--- Vorliegender Textauszug ---


    Verrückter:

    Es ist eine Flucht, weil man die Situation meidet, statt sich in rechter Rede zu üben.


    Sehe ich immer noch nicht so. Das Bemühen um rechte Rede ist für mich in einen größeren sozialen Kontext eingebettet; und dieser Kontext darf auch verändert werden. Umgekehrt könnte ich sagen, zu behaupten man verlässt eine bestimmte Konstellation nicht weil man meint sich in rechter Rede üben zu müssen, ist Feigheit davor auch mal unangenehme Entscheidungen zu treffen.

    Verrückter:
    Zitat

    Wenn ich mich z.B. in einer Clique nicht mehr wohlfühle, weil sich die Interessen und Sichtweisen auseinander entwickelt haben, muss ich weder die anderen von meiner Sicht überzeugen, noch muss ich weiter dabeibleiben obwohl es mir nicht mehr gefällt. Selbiges gilt für viele andere Bereiche.


    Ja, in einer unverbindlichen Situation wie einer Clique mag das so sein. Es gibt aber auch viele Situationen, wie z.B. ein Arbeitsverhältnis oder die Familie oder die allgemein-kulturelle Prägung der Gesellschaft an sich, in denen man nicht einfach gehen kann, nur weil einem etwas nicht gefällt. Wenn ich plötzlich andere Interessen entwickle als meine alten Freunde, ist das natürlich was ganz anderes.

---

◆ Anhand des Materials ◆
1. Fasse im Textauszug über rechte Rede den Absatz, der mit „Ja, in einer unverbindlichen Situation“ beginnt, als kurze Liste zusammen und behalte dabei seine wesentlichen Aussagen bei.
2. Führe den Textauszug über rechte Rede nach seinem letzten Satz weiter.

--- Vorliegende Einträge ---

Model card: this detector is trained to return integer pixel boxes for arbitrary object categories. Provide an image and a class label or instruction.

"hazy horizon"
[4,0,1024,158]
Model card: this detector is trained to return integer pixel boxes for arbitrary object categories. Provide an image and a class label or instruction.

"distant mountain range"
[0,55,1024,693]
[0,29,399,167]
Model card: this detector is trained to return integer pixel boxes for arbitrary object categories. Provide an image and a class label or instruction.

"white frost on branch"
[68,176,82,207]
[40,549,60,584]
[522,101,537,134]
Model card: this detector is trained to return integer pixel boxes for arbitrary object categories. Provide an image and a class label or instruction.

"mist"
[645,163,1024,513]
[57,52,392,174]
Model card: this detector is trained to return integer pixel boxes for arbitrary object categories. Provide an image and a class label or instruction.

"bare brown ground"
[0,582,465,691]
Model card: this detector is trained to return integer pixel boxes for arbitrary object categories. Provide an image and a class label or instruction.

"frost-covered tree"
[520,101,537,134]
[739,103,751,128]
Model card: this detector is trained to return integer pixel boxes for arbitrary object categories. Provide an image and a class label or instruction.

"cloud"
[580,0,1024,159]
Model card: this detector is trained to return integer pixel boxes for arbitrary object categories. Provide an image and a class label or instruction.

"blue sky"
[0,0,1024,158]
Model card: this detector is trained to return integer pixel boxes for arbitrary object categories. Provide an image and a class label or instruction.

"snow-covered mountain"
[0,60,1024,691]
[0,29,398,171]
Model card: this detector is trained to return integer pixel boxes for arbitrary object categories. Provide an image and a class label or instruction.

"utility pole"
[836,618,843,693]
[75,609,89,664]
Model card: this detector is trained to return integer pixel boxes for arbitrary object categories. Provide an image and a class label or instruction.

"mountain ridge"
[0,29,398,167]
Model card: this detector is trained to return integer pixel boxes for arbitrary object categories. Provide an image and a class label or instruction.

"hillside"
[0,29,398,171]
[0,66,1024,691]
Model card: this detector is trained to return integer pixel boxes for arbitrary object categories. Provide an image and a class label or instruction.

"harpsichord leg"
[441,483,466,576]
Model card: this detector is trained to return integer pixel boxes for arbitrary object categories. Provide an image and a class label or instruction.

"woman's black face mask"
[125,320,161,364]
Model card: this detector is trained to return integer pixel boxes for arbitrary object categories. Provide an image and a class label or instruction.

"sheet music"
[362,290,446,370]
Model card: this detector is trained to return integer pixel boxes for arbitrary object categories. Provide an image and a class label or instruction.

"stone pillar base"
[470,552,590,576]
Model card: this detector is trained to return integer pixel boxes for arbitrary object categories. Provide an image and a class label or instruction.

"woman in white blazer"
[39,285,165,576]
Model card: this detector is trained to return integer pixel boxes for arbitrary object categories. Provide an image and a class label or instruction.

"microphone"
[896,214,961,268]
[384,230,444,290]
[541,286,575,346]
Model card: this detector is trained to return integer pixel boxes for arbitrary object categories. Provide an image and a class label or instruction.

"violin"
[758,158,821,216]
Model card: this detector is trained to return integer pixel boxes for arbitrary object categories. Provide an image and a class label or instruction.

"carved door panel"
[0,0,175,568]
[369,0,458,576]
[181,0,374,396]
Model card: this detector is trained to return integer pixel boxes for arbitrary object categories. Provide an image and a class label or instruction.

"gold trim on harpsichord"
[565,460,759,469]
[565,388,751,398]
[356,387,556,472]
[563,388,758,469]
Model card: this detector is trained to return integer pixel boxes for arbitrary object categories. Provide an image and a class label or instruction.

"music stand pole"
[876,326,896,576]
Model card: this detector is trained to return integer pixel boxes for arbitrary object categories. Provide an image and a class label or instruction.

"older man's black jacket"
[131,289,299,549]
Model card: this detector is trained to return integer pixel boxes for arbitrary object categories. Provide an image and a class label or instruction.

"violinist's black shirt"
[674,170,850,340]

---

◆ Lösungen der Aufgaben ◆
1.
- In einer unverbindlichen Situation wie einer Clique mag es so sein, dass man einfach gehen kann.
- In vielen anderen Situationen kann man nicht einfach gehen, nur weil einem etwas nicht gefällt, z.B. in einem Arbeitsverhältnis, in der Familie oder bei der allgemein-kulturellen Prägung der Gesellschaft.
- Wenn man plötzlich andere Interessen entwickelt als die alten Freunde, ist das etwas ganz anderes.

2.
    Ja, da ist es oftmals sehr viel schwieriger. Dennoch gibt es auch da - meiner Meinung und Erfahrung nach - einen ziemlich großen Spielraum. Die Frage meist ist nur, ob man auch bereit ist die Konsequenzen zu tragen.

    Nochmal: Was ist denn Kritik?
    Ich vertrete den Ansatz, dass verbale Äußerungen nicht dadurch zu Kritik werden, was sie aussagen oder wie sie es aussagen; sondern durch die Art und Weise, wie ich auf bestimmte Äußerungen reagiere bzw. mit ihnen umgehe.


    Den Kommentar von Verrückter "Flucht vor der Realität" z.B. könnte ich auch als Kritik auffassen. Tue ich aber nicht; ich halte es für seine Meinung, von der ich in dieser Kurzform aber nicht verstehe, wie er dazu kommt oder was er damit meint.

    Verrückter:
    Sôhei:

    Auf Dauer muss ich mir dann eher überlegen, wie ich weniger in der Gesellschaft von jemanden bin, wo ich mich nicht wohlfühle.


    Das hingegen betrachte ich als Flucht vor der Realität.


    Was soll das mit "Flucht vor der Realität" zu tun haben? Kannst du das etwa erläutern?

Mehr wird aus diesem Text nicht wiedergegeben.